Stated exercise
Transcribe all records exactly.

** START **

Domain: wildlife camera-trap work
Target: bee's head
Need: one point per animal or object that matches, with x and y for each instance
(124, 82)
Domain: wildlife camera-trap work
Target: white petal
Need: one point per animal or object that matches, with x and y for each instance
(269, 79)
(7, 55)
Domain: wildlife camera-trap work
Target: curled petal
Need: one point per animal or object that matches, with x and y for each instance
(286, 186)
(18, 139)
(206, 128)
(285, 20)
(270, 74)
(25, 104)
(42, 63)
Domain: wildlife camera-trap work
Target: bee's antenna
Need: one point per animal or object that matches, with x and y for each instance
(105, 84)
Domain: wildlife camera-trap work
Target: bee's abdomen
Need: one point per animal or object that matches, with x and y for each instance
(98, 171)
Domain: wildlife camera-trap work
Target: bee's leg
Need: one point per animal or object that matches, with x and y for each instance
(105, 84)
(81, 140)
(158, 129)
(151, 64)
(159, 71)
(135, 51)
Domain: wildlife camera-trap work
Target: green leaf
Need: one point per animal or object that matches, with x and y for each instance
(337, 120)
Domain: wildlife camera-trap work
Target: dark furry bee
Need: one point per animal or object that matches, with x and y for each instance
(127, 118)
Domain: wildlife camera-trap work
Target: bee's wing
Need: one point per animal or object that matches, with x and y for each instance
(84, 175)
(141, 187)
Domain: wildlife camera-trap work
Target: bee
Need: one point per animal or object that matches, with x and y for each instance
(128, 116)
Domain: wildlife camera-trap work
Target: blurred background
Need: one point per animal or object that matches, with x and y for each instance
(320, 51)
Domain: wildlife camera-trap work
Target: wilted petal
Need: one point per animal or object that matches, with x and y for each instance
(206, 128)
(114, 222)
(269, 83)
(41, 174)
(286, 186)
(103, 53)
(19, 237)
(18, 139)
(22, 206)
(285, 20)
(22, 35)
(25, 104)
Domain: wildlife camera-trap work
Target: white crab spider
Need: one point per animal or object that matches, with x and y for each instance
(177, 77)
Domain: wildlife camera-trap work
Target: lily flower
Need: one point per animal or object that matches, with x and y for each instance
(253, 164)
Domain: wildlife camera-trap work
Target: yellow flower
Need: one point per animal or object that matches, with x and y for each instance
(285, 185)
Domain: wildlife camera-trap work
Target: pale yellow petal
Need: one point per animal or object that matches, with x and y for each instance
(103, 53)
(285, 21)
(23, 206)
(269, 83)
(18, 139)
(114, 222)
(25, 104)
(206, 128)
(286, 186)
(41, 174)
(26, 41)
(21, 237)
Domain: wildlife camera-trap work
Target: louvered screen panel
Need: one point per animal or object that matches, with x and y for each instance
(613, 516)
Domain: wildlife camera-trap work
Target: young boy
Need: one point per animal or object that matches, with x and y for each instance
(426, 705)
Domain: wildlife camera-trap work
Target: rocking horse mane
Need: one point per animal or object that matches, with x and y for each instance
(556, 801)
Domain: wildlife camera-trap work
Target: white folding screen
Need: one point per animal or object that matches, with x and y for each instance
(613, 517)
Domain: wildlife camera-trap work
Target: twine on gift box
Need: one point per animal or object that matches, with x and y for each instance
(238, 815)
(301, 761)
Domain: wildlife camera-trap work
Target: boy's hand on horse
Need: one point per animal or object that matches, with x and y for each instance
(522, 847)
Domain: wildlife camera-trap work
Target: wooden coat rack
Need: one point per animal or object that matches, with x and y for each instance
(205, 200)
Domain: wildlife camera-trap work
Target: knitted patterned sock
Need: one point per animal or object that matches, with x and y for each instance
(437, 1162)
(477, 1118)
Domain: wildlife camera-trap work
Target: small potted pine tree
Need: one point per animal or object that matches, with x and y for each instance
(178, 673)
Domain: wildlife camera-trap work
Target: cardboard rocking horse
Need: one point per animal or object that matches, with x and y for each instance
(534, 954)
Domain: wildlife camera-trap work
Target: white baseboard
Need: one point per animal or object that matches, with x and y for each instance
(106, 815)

** END **

Exercise answer
Domain: wildlife camera-trap work
Target: bee's head
Need: one point per animal or object that matches, with x and y for each instance
(124, 82)
Domain: wildlife camera-trap work
Target: white petal
Need: one point per animal or object that matches, with x and y for each instance
(269, 79)
(7, 55)
Domain: wildlife camera-trap work
Target: curled petal
Need: one point per animal or object that matches, with x and y for each instance
(286, 186)
(18, 139)
(206, 128)
(285, 20)
(270, 74)
(25, 104)
(42, 63)
Domain: wildlife camera-trap work
Target: bee's antenna
Need: one point per animal or object that matches, with x and y for each instance
(105, 84)
Domain: wildlife camera-trap work
Target: bee's abdomen
Need: one point per animal or object that matches, with x and y for each instance
(98, 171)
Domain: wildlife camera-trap work
Target: bee's leg
Need: one point per animal or object that matches, with x and y for each instance
(105, 84)
(81, 140)
(158, 129)
(151, 64)
(159, 71)
(135, 51)
Domain: wildlife camera-trap work
Target: green leaf
Need: one point per animal or object that matches, with x and y for each instance
(337, 120)
Domain: wildlife camera-trap work
Target: dark furry bee
Need: one point per animal or object that matches, with x and y for each instance
(127, 118)
Domain: wildlife camera-trap work
Target: bee's wing
Need: one point per animal or object that matches, with x and y for each instance
(84, 175)
(141, 187)
Domain: wildlife camera-trap work
Target: bee
Need: one point per animal or object that matches, with x and y for each instance
(128, 116)
Domain: wildlife camera-trap work
Target: blurred background
Need: one point per animal or object that matches, with x and y for each instance
(320, 51)
Domain: wildlife camera-trap work
Target: wilted petal
Need: one point per animal or object that matches, with x and y for each instance
(206, 128)
(114, 222)
(269, 83)
(41, 174)
(286, 186)
(103, 53)
(19, 237)
(18, 139)
(22, 206)
(285, 20)
(22, 35)
(25, 104)
Domain: wildlife camera-trap work
Target: white crab spider
Need: one point per animal or object that matches, with x and y for each instance
(177, 77)
Domain: wildlife camera-trap work
Target: lily flower
Need: one point per animal or object that matches, with x and y for each instance
(253, 164)
Domain: wildlife camera-trap work
Target: yellow flower
Need: one point per animal or object that matches, with x and y for each instance
(285, 185)
Domain: wildlife camera-trap work
Target: pale yellow petal
Need: one point per animal or object that matches, with x and y for each instance
(103, 53)
(285, 21)
(23, 206)
(269, 83)
(18, 139)
(114, 222)
(25, 104)
(206, 128)
(286, 186)
(41, 174)
(26, 41)
(21, 237)
Domain: wildlife camera-trap work
Target: louvered screen panel
Need: one point per animal or object that matches, with x and y for each instance
(613, 516)
Domain: wildlife camera-trap work
Target: young boy
Need: one point per animal or object that matches, with x and y for each instance
(426, 705)
Domain: wildlife camera-trap work
Target: rocking horse mane
Need: one point per animal or object that matches, with x and y for each instance
(556, 801)
Domain: wildlife camera-trap work
Target: white folding screen
Need: one point per animal or object that matches, with x and y for each instance
(613, 517)
Domain: wildlife camera-trap work
Target: twine on gift box
Need: one point per animal or object that matches, with x and y for each instance
(238, 815)
(301, 761)
Domain: wildlife camera-trap work
Target: boy's hand on horse
Need: one point per animal or object that matches, with x and y for each instance
(522, 847)
Domain: wildlife camera-trap work
Target: wooden coat rack
Need: one point per animal or object that matches, with x and y for each instance
(205, 200)
Domain: wildlife camera-trap work
Target: knitted patterned sock
Need: one point per animal or object that matches, with x and y for each instance
(437, 1162)
(477, 1118)
Domain: wildlife camera-trap work
Target: small potted pine tree
Need: one point per animal or object that matches, with x and y for each instance
(178, 673)
Domain: wildlife camera-trap work
Target: cardboard rocking horse
Need: one point per animal or object that matches, with x and y for each instance
(534, 954)
Domain: wildlife camera-trap work
Target: white baseboard
Need: one point per animal or object that matches, with x and y for each instance
(106, 815)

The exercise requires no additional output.